***** Fragmento del texto *****
El apóstol Juan nos ofrece una frase llena de angustia cuando escribe: “En cualquier cosa que nuestro corazón nos condene…”. (1Jn 3:20). ¿Te ha condenado alguna vez tu corazón; ha encerrado tu felicidad en un ataúd? ¿Ha reproducido tu pecado en grande y a todo color y te ha hecho verlo una y otra vez?
“En cualquier cosa que nuestro corazón nos condene”. Has pecado; lo sabes. No se trata de otra persona que juega rápido y suelto con los hechos o tiene malicia en sus motivos. Eres tú: tu propio corazón, tu propia conciencia. Un corazón que conocía tus pensamientos secretos desde el principio de la tentación y que ahora te señala con el dedo. Cuando resurges del pecado, ahí está, esperando. Ahora que estás sobrio, que la noche ha terminado, su voz grave pregunta: ¿Cómo pudiste?
“En cualquier cosa que nuestro corazón nos condene”, de verdad, constantemente, sin piedad. Su voz amenaza con maldecirnos. “Maldito serás en la ciudad, y maldito serás en el campo… Maldito serás cuando entres, y maldito serás cuando salgas” (Dt 28:16, 19). Nos condena, pero ¿se equivoca? Habla más claro de lo que nos gustaría, más fuerte de lo que podemos soportar, más exactamente de lo que desearíamos que fuera verdad, pero ¿qué podemos responder? Contra Dios ―nuestro Padre celestial, nuestro Amigo traspasado, nuestro Espíritu afligido― ¿cómo podríamos? Oímos cantar al gallo; nos encontramos con Sus ojos. Nuestras resoluciones yacen rotas, nuestro Salvador olvidado, ¿y ahora qué?
*****
**Tarea:** Continúa el texto sobre el corazón que nos condena a partir de su última oración. Los registros provienen de otra fuente.
***** Registros aportados *****
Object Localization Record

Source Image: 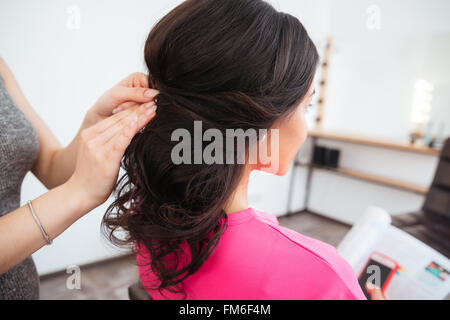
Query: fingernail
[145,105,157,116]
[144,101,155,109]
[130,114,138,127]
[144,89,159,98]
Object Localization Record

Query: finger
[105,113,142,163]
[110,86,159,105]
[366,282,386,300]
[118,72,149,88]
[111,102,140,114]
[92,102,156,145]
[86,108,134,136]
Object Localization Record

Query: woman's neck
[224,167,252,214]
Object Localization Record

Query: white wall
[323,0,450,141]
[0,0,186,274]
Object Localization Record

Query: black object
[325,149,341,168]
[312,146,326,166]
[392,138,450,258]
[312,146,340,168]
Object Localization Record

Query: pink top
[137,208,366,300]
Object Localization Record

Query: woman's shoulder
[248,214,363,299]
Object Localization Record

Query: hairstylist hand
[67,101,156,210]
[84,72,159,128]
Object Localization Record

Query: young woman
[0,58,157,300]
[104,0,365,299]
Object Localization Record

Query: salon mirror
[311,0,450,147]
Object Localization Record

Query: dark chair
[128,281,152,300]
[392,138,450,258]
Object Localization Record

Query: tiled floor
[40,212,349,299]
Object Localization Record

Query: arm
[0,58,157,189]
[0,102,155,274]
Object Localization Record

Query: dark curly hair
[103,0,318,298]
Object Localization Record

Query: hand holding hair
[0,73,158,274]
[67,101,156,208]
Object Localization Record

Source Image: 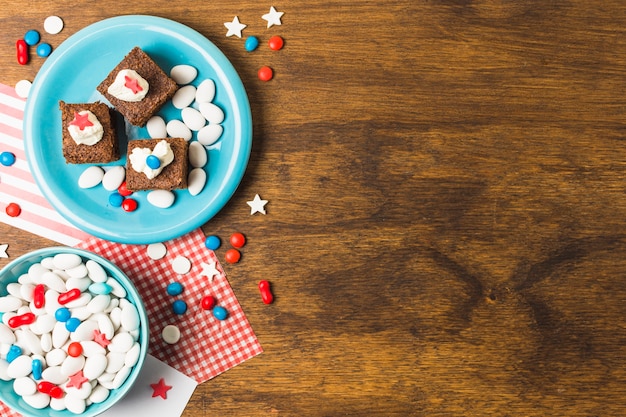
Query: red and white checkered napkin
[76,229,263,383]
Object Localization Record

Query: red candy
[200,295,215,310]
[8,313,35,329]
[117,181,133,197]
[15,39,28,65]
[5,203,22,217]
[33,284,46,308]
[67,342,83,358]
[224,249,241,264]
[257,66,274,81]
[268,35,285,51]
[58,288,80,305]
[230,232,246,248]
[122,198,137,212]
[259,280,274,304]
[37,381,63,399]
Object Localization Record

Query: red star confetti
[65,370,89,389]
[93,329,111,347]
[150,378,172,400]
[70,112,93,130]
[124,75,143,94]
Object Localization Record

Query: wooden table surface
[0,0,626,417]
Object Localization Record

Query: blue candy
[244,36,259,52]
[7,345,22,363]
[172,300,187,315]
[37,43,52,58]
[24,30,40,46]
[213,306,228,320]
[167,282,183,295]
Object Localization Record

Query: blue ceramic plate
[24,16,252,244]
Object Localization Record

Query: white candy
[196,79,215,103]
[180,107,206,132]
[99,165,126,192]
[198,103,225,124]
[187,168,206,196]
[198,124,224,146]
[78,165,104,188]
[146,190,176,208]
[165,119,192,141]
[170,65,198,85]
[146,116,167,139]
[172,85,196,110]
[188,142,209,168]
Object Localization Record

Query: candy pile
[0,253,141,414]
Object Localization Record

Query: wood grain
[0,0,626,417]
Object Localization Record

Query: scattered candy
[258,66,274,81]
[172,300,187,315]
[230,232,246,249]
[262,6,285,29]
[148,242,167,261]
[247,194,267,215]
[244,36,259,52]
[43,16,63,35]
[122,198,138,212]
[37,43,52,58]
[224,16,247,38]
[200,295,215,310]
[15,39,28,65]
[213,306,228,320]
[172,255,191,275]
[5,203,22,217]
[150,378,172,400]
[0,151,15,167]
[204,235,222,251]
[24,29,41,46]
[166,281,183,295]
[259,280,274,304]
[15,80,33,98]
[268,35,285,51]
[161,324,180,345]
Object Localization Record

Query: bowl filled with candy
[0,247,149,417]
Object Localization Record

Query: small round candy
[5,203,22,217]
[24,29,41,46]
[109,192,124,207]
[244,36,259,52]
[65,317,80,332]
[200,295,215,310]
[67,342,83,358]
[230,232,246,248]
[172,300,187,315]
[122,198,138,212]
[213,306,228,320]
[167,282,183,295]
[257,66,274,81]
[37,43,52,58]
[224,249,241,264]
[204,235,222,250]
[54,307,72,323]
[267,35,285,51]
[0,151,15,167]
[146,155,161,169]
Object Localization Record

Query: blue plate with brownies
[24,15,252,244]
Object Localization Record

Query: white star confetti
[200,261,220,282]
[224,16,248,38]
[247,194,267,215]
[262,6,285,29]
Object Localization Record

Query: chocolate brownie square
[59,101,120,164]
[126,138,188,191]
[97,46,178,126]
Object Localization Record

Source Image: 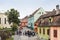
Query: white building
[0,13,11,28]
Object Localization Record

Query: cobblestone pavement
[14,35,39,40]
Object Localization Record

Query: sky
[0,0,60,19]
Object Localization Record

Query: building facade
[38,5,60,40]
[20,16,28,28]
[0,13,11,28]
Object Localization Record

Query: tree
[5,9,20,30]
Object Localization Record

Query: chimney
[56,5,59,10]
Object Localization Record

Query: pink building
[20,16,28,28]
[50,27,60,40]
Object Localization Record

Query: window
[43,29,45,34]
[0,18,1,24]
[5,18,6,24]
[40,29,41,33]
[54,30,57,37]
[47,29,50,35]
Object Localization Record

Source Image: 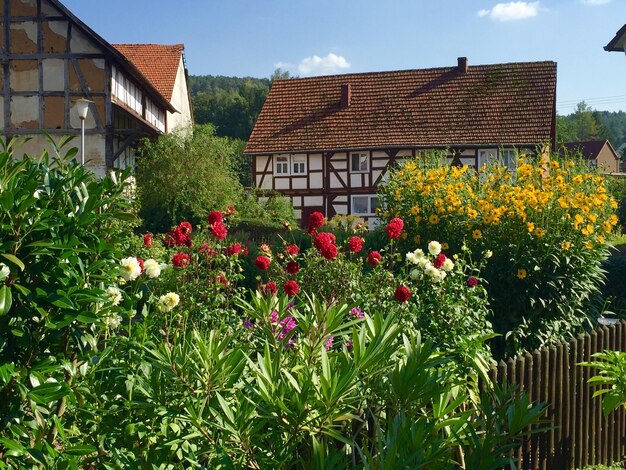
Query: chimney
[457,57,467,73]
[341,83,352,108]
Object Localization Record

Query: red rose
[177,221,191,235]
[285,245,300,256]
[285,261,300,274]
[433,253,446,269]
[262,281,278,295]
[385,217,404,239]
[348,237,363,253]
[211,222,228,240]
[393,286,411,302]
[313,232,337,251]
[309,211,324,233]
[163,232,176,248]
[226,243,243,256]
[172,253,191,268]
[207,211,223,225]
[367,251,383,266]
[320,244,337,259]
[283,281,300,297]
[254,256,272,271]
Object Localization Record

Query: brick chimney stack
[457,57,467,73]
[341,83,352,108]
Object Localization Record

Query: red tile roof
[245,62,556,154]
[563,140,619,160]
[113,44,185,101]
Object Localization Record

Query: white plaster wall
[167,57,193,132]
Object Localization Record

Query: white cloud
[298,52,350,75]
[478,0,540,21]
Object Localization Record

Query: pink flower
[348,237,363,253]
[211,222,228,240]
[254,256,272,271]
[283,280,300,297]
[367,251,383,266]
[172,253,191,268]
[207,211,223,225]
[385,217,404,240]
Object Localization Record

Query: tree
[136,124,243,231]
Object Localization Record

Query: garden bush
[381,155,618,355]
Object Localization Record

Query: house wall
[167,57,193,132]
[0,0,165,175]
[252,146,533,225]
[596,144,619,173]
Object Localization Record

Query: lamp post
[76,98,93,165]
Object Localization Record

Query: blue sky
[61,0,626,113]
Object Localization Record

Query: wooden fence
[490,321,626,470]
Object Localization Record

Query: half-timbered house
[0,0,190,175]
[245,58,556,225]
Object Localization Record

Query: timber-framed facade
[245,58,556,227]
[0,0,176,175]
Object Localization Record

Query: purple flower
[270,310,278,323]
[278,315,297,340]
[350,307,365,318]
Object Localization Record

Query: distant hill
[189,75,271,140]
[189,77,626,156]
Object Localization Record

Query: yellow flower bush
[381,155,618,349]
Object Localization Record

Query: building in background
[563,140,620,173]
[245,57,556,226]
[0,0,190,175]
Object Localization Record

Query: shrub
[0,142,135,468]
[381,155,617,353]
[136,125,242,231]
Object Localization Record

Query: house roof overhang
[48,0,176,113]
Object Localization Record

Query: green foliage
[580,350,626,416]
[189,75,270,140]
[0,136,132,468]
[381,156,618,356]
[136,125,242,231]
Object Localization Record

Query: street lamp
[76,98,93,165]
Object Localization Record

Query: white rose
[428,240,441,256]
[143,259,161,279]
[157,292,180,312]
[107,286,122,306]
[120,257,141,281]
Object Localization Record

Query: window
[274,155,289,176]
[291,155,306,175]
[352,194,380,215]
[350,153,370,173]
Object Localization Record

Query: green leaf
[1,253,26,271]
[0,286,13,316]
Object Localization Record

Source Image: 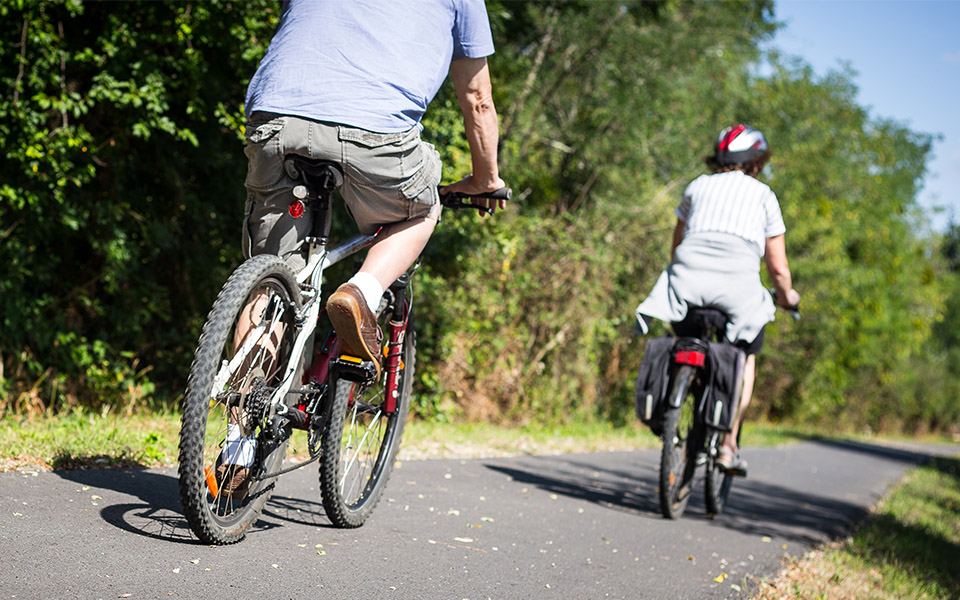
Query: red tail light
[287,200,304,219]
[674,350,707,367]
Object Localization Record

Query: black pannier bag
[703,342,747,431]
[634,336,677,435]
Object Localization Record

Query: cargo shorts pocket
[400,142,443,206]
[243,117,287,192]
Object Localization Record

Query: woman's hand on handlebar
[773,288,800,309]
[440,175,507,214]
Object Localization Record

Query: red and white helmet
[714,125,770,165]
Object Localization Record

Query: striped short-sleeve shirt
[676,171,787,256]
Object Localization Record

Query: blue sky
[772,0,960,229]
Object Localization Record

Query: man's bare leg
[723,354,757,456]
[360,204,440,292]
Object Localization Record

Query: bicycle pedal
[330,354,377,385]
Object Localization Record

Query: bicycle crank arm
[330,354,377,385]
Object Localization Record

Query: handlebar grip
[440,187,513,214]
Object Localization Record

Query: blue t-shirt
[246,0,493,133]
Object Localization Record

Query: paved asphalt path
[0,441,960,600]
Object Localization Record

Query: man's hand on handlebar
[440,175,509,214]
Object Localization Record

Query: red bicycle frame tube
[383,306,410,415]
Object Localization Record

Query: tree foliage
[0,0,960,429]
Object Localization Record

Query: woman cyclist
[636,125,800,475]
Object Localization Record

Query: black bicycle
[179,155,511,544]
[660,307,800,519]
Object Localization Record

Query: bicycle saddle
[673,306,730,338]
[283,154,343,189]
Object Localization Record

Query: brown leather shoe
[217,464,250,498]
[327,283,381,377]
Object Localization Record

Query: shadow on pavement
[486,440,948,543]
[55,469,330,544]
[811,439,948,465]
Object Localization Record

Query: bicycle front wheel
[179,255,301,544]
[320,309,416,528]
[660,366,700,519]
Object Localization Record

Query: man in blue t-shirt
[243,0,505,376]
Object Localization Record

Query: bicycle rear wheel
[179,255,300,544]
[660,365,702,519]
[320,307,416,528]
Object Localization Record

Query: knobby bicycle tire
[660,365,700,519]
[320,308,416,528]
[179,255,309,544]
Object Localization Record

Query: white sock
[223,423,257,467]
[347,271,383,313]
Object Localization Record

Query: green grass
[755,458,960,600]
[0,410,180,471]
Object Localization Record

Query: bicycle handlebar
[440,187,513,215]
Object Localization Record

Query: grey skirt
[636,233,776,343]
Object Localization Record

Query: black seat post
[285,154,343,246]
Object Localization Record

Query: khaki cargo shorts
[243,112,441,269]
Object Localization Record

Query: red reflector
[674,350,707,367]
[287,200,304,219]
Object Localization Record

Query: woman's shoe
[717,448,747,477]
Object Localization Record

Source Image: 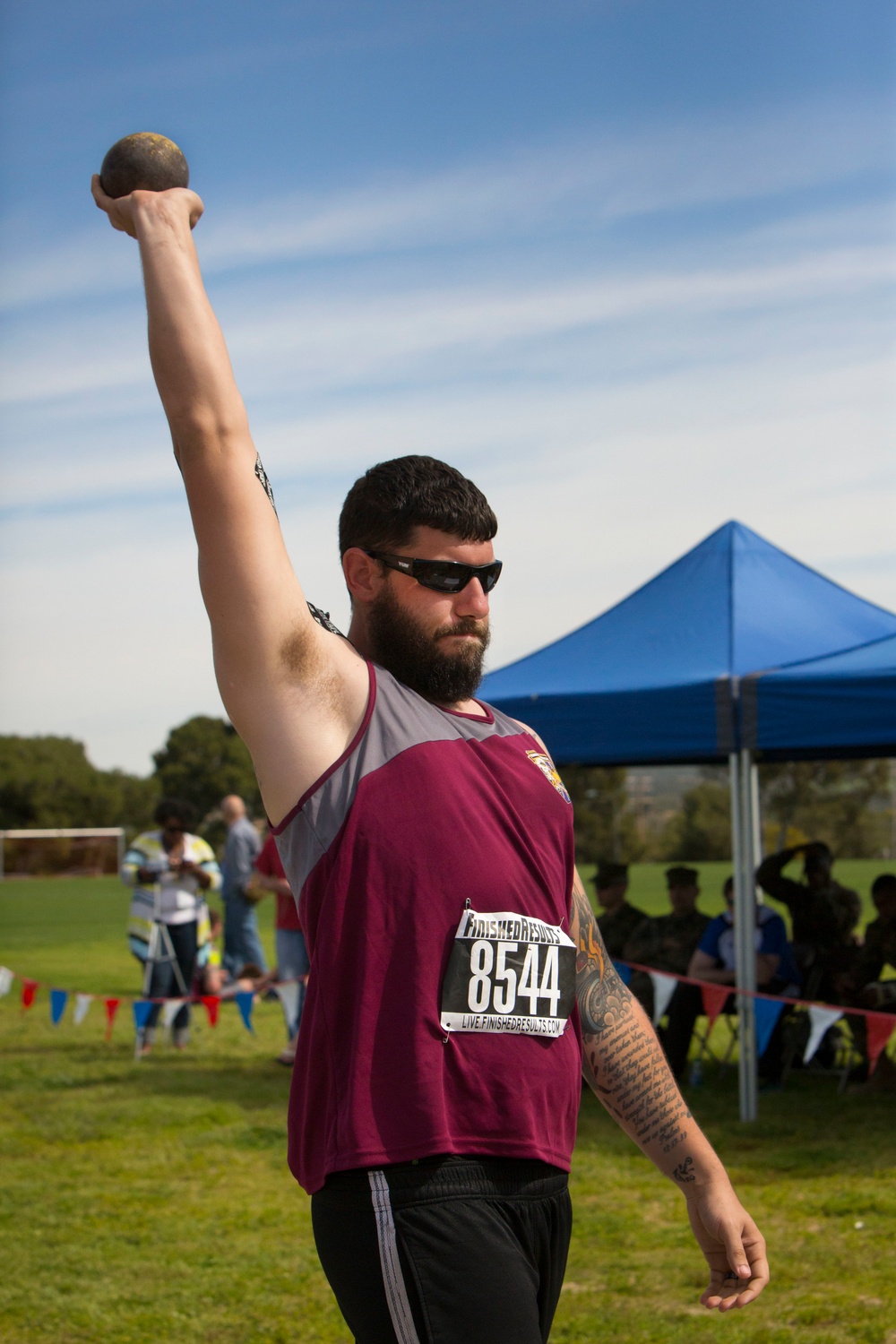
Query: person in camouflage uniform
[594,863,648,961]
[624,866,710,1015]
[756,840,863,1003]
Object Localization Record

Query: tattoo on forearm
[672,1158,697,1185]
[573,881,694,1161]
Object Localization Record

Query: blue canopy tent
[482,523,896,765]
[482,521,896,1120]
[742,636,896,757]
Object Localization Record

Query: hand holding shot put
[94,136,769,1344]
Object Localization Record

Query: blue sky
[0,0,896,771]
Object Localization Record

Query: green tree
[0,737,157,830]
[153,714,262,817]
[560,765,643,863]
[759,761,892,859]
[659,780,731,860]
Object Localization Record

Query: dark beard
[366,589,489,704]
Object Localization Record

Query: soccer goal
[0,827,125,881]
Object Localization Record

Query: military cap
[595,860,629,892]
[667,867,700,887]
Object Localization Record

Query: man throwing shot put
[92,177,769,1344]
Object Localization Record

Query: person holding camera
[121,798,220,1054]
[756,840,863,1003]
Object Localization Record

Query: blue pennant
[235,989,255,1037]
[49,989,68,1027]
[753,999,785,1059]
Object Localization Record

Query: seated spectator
*****
**Respuesta:**
Cómo tranquilizar tu corazón
Aquí, en las profundidades del mar, el apóstol Juan trata de tranquilizar el corazón del verdadero cristiano.
En esto sabremos que somos de la verdad, y aseguraremos nuestros corazones delante de Él en cualquier cosa en que nuestro corazón nos condene. Porque Dios es mayor que nuestro corazón y Él sabe todas las cosas (1Jn 3:19-20).
Como pastor cuidadoso, Juan se acerca al alma atribulada y procura elevar el corazón del niño ante su Padre. Él sacaría tu pie de la red, si pudiera. Él sabe con qué frecuencia nuestros corazones ―cuando por fin son sensibles a lo que hemos hecho― nos atan y maltratan. Golpean repetidamente con la vara, como si quisieran recuperar el tiempo perdido. El celo por nuestro pecado le consume; sus golpes pueden dejarnos cojos sobre sus rodillas.
Juan interviene de tres maneras. Considera lo que nuestro corazón olvida, considera al que lo sabe todo y nos recuerda quién es más grande que nuestro corazón.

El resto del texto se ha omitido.